[Challenge] In the material, copy without any change the lines between the one holding "Which element in the image above is the sidewalk?" and the one holding "xmin=41 ymin=617 xmax=742 ymax=710", inclusive.

[Bounding box annotation entries]
— START —
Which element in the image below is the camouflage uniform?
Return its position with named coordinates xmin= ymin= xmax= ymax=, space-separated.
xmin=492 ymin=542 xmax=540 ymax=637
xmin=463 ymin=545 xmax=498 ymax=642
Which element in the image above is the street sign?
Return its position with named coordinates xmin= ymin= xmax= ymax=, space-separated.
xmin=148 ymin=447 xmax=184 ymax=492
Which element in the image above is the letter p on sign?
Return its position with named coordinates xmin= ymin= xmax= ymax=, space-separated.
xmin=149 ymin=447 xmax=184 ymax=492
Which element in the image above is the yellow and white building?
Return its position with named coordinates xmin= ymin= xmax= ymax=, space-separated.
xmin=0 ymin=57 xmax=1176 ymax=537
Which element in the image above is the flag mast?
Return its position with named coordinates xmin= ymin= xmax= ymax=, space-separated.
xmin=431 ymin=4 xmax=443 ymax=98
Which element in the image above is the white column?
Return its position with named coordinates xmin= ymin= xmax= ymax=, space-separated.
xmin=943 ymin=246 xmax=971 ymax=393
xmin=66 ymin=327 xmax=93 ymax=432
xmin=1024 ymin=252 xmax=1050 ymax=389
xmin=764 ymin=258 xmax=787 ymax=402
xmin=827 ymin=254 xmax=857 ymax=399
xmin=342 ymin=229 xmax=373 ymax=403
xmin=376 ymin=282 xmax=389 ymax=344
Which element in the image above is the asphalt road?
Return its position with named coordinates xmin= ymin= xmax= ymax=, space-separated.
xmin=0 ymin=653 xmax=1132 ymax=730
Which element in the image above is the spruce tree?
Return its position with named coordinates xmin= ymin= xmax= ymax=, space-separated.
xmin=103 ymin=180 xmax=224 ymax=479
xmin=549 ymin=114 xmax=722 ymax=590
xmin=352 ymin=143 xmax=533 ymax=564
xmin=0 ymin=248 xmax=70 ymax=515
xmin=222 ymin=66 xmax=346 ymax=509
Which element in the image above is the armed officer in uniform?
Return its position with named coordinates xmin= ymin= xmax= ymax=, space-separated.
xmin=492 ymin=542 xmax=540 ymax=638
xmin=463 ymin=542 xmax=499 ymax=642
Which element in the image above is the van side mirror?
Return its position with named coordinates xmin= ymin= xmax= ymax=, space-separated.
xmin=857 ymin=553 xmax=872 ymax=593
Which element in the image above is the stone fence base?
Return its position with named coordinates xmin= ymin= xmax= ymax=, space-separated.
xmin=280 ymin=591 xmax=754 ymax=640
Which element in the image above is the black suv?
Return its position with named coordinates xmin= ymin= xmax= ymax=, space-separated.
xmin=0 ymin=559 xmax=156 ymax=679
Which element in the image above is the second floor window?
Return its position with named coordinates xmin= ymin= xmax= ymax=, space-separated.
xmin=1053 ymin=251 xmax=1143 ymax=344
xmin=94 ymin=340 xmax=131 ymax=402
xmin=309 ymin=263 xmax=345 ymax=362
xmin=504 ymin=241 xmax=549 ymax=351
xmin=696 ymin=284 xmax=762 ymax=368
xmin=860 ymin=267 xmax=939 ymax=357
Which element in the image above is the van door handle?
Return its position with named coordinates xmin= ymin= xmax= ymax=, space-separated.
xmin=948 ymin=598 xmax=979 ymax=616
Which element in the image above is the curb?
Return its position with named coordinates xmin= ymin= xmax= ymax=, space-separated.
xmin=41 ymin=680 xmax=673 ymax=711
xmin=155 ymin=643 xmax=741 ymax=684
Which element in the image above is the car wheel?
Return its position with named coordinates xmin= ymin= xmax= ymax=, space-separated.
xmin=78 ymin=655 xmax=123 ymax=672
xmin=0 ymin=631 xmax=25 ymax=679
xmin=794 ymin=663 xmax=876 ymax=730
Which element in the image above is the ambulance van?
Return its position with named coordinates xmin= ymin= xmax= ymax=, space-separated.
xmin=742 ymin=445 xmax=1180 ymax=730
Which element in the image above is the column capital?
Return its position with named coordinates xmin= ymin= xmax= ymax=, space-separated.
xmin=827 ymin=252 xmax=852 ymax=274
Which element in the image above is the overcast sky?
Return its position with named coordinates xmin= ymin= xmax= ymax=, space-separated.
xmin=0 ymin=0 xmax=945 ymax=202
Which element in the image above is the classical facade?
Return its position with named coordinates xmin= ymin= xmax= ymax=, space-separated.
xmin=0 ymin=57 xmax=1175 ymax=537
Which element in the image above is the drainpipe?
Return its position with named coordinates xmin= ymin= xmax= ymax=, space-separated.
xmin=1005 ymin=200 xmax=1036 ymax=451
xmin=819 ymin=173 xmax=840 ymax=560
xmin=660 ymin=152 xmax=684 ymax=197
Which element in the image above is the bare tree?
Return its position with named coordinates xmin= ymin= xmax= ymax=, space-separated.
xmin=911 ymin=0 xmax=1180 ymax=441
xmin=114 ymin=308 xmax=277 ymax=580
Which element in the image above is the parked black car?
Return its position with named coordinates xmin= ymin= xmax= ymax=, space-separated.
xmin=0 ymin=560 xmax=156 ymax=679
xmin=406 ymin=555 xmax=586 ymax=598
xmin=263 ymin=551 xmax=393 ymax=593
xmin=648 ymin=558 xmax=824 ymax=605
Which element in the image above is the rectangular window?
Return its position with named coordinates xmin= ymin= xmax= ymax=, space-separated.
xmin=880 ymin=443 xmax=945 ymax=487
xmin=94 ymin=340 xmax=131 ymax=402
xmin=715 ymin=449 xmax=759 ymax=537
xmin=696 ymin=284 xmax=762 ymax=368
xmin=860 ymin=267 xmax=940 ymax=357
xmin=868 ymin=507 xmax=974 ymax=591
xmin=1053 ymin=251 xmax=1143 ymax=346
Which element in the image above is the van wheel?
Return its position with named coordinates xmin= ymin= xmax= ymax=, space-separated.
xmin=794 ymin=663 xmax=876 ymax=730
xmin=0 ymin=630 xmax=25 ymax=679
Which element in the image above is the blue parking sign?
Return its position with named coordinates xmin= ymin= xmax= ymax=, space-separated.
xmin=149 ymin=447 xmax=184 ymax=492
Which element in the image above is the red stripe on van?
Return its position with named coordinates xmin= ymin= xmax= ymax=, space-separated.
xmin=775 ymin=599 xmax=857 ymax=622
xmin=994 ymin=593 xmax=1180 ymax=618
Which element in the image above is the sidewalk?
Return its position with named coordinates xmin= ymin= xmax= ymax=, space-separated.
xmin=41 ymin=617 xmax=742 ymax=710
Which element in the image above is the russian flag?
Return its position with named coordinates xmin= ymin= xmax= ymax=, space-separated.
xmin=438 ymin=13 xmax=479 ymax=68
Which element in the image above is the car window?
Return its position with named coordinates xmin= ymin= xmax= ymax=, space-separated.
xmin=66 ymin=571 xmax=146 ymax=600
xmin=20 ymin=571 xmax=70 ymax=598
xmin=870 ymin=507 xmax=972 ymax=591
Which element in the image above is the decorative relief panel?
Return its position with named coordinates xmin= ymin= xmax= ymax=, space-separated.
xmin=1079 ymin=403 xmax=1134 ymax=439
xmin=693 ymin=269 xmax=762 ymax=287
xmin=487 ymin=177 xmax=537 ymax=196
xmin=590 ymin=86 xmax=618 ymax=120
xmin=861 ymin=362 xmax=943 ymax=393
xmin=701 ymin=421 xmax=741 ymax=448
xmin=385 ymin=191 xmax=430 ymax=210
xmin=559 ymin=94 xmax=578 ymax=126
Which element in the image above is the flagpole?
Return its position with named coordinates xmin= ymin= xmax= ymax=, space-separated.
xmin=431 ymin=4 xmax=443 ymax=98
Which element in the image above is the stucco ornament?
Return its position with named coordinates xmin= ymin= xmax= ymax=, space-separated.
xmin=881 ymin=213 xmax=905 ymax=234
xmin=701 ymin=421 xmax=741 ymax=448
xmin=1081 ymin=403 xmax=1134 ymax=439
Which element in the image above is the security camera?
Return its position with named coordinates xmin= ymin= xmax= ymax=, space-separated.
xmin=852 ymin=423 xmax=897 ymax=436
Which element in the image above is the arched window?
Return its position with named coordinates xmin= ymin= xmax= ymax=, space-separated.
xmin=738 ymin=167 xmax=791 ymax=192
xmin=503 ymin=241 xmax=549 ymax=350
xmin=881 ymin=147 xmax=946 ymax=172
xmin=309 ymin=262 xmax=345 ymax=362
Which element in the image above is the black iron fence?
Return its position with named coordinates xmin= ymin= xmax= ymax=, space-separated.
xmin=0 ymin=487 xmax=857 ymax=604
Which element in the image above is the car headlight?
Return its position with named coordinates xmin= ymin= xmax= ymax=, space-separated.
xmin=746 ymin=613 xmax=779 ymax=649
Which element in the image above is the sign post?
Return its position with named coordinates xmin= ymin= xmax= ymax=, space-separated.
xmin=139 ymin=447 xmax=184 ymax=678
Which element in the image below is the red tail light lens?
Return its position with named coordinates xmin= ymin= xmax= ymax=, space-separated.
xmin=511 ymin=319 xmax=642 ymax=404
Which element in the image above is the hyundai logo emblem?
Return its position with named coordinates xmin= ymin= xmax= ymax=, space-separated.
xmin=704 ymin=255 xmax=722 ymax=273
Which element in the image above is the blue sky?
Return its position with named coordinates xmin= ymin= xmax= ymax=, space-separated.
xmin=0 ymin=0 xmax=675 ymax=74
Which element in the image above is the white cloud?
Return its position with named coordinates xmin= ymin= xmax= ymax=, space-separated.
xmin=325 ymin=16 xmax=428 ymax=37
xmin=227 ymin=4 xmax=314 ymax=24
— END —
[Right answer]
Which element in the image above is the sidewalk?
Return its position with named coordinates xmin= ymin= xmax= ymax=, space-separated.
xmin=41 ymin=617 xmax=742 ymax=710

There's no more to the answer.